**WHAT NEEDS TO BE DONE:** Hunt for the word "surface" across the entries below, copying each line that holds it.

(Referring expression pointing data)

###

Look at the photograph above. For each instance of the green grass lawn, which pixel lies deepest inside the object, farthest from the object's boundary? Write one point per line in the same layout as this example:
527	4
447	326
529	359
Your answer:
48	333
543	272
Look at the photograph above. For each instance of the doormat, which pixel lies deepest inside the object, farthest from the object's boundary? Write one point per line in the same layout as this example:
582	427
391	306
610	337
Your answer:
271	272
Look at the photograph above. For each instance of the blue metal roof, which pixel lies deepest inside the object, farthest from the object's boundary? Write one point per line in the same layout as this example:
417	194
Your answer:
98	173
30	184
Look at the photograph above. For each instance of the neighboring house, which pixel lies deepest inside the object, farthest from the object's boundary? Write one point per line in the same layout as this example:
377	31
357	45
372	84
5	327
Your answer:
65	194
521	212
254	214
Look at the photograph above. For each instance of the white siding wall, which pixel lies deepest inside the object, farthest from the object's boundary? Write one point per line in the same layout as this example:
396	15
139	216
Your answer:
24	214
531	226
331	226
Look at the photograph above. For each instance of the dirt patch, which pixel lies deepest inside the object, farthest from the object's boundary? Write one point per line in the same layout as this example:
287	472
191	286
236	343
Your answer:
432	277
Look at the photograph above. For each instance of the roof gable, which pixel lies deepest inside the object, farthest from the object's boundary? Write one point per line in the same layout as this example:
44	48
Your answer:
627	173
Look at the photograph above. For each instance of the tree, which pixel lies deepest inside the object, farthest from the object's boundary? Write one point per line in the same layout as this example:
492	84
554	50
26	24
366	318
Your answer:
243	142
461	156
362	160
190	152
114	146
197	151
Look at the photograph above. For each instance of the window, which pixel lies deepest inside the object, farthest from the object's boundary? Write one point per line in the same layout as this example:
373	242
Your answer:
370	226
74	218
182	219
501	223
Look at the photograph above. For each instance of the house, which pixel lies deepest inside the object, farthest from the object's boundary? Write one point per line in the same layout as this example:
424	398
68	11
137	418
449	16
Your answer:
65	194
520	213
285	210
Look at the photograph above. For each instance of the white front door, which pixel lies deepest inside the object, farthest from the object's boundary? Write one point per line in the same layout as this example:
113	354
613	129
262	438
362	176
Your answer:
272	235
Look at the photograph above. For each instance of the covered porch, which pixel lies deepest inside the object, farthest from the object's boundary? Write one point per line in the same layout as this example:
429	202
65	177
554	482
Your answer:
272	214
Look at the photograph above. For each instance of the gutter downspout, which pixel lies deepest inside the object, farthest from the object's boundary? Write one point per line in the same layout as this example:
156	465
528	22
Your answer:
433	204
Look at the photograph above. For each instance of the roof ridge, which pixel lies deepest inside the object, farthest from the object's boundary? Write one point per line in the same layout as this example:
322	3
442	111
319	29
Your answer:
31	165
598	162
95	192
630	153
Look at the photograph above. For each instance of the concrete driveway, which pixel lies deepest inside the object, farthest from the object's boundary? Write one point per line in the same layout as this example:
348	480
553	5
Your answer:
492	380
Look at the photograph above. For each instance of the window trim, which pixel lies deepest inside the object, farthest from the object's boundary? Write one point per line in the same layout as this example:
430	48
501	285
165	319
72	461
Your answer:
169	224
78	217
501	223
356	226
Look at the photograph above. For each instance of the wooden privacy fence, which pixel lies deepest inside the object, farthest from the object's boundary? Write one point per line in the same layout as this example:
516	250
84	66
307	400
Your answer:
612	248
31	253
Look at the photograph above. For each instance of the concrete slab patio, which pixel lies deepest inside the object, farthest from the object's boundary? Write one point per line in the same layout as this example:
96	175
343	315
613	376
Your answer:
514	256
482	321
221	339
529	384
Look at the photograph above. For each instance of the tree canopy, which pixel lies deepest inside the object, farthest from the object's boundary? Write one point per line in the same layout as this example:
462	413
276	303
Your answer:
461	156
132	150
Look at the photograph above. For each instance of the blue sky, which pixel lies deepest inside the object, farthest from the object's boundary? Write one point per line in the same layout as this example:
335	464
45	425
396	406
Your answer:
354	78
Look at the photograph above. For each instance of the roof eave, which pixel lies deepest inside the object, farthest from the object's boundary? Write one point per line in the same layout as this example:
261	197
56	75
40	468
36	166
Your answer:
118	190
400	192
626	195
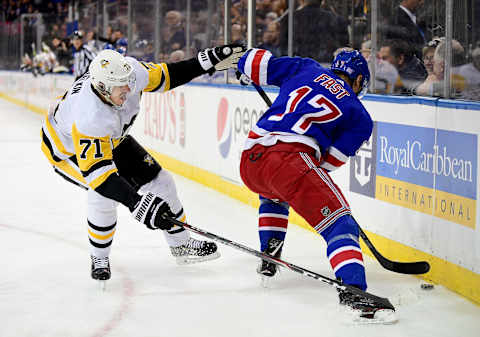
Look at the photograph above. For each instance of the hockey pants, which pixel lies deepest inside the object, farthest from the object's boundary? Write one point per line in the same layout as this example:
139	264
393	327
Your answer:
289	174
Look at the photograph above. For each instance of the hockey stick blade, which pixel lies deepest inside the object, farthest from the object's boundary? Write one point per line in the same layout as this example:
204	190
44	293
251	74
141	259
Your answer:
413	268
340	286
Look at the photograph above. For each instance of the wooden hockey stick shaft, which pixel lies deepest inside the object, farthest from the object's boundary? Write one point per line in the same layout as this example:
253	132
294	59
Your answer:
414	268
334	283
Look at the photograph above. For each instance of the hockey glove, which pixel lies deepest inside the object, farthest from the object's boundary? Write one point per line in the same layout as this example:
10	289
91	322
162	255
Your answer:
150	211
244	80
220	58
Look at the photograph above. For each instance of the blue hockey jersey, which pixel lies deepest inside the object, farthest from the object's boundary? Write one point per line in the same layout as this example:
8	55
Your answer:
314	107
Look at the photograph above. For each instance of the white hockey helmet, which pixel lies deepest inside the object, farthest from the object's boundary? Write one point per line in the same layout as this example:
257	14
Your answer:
110	69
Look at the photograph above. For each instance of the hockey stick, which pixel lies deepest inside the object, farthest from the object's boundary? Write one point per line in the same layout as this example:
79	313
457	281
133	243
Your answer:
340	286
413	268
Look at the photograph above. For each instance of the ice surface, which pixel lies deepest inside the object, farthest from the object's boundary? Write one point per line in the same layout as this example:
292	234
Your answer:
46	290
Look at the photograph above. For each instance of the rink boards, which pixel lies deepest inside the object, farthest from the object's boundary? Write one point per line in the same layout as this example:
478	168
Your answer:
413	186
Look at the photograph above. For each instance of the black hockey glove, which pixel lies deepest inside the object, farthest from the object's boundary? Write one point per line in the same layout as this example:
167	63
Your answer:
150	211
244	80
221	58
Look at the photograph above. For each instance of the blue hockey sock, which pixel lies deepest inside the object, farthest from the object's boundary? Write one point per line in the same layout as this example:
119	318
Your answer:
344	253
272	221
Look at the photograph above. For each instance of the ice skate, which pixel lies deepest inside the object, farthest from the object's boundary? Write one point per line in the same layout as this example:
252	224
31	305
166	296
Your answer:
267	270
195	251
367	311
100	270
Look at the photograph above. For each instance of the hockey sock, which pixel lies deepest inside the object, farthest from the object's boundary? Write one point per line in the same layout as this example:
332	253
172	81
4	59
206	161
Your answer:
100	238
344	253
272	221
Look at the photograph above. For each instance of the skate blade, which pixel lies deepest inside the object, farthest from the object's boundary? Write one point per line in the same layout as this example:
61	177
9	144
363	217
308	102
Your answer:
183	260
382	316
266	281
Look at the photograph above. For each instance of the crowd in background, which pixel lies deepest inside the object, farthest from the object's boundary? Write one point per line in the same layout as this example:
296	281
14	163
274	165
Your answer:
410	58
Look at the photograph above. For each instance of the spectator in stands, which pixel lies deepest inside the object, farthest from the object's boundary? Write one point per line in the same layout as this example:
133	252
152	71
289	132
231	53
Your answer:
410	68
92	42
82	55
176	56
428	52
403	26
62	50
386	75
312	32
270	39
434	84
471	73
239	35
174	33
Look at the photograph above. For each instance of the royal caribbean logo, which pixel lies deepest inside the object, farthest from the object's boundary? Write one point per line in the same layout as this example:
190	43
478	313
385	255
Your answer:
424	169
362	167
224	128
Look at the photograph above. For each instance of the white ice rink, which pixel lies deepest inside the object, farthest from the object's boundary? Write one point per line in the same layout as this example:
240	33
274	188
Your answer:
46	290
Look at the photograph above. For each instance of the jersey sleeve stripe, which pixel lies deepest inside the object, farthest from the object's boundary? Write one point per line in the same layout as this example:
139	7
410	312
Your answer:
162	81
337	154
166	74
48	149
256	65
257	60
334	161
52	135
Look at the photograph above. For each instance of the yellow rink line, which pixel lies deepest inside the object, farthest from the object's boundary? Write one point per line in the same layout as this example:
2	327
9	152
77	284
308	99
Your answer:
454	277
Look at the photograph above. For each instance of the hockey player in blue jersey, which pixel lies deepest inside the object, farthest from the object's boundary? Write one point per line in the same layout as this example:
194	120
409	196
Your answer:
314	125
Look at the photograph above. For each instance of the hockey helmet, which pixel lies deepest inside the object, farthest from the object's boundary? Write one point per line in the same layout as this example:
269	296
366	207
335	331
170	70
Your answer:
108	70
352	64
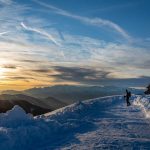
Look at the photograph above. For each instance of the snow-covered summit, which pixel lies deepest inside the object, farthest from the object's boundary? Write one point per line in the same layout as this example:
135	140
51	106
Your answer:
102	123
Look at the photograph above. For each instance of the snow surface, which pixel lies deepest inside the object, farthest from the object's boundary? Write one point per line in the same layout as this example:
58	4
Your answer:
102	123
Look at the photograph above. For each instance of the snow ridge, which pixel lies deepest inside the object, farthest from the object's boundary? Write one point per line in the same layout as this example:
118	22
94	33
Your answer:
64	127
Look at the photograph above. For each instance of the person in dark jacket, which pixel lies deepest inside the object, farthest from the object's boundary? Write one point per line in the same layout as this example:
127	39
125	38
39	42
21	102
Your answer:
127	96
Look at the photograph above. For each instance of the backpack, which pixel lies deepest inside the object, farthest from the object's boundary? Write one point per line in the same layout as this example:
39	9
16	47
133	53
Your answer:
129	94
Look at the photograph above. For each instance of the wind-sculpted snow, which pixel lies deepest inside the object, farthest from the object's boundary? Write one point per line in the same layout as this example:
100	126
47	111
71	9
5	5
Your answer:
93	124
144	104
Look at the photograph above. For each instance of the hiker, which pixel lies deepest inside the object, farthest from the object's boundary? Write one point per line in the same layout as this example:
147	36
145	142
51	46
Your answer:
127	96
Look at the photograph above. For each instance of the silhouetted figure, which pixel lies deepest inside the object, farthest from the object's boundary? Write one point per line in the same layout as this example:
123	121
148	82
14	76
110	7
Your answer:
127	96
148	90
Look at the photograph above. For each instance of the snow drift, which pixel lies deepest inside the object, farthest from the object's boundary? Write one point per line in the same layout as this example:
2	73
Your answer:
58	129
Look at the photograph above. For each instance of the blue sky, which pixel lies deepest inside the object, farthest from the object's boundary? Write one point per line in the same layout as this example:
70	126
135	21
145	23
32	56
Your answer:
52	42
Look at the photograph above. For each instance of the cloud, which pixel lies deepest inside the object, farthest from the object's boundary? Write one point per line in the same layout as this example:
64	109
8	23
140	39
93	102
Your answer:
88	76
3	33
99	22
6	2
50	37
41	70
9	66
78	74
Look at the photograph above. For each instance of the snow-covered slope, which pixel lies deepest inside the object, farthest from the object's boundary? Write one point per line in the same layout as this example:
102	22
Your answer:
102	123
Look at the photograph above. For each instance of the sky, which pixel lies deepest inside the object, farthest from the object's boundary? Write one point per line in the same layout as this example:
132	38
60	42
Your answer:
75	42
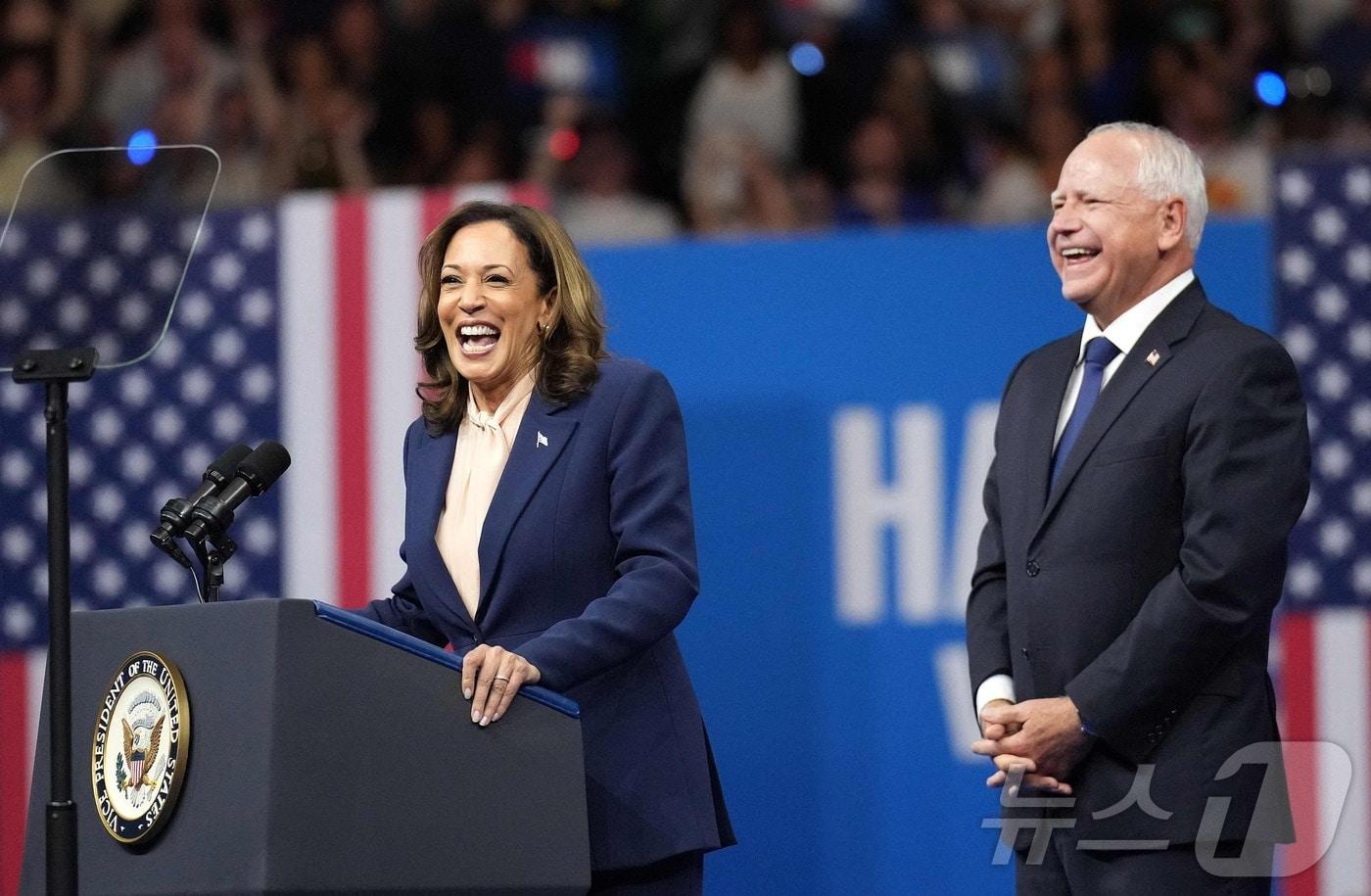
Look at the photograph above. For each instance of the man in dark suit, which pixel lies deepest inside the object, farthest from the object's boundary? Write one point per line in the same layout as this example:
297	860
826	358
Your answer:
1148	471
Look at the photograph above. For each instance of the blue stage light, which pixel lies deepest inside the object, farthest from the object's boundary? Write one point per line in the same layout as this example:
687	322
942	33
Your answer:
806	59
1271	88
143	144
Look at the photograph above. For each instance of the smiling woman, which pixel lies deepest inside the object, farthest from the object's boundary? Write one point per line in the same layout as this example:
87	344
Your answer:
548	533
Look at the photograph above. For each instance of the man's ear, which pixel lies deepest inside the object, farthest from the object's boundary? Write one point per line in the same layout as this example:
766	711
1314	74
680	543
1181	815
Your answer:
1172	223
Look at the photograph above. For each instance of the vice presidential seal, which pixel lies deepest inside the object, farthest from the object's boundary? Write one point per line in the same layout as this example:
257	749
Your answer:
140	748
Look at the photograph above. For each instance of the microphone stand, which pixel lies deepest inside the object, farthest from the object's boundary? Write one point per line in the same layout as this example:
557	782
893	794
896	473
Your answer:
55	369
212	562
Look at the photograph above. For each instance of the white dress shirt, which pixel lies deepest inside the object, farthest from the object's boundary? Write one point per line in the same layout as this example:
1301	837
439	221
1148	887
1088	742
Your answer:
1124	333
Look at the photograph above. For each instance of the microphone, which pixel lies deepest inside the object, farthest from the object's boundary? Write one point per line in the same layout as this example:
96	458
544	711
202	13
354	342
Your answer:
175	512
213	514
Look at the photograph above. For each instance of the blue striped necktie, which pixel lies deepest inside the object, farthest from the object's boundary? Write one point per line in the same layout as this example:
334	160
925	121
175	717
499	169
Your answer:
1099	354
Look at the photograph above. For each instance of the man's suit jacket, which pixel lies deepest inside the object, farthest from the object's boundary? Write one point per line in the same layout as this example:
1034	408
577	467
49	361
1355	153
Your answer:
587	565
1142	583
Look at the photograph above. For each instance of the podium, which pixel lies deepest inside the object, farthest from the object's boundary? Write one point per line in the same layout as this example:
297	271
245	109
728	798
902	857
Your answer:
325	754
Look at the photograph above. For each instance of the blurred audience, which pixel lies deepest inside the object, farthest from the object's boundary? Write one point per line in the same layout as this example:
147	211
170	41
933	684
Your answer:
724	116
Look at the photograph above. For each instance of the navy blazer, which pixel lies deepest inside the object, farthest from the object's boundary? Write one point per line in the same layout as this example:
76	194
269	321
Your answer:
587	566
1142	583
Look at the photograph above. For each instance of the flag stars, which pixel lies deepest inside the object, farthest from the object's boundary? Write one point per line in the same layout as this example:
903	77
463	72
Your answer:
1296	267
1334	460
1329	226
1295	188
256	233
134	388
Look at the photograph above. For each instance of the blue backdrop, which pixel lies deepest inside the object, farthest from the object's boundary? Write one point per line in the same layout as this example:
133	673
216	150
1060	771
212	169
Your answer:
838	397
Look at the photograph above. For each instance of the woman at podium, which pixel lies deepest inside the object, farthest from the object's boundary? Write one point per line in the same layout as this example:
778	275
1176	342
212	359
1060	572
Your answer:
548	532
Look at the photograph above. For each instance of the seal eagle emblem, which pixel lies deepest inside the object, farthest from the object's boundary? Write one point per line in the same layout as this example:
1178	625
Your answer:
140	748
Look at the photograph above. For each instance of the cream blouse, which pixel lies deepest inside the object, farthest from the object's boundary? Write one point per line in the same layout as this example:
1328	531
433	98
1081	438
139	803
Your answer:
483	448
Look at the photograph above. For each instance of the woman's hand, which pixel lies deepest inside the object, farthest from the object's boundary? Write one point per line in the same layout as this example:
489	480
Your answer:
491	676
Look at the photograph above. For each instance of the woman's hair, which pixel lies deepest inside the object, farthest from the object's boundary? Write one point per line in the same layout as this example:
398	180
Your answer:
571	346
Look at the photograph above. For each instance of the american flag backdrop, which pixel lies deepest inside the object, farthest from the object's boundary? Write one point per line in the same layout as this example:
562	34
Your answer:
1323	315
295	322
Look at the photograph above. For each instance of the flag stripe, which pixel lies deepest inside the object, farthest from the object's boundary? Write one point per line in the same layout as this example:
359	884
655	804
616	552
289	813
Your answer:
354	401
1298	689
1341	641
307	397
17	741
394	236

###

**FINISHED EXERCISE:**
Look at the photograph above. For each instance of the ice surface, which pixel lies deepest inside the object, farthest from the object's boundary? Write one point per line in the same layout as this example:
Look at the photograph above. For each instance of the snow surface, which pixel lies deepest inside the object, farthest from the object's boundary? Write one point per line in the same layout as this example:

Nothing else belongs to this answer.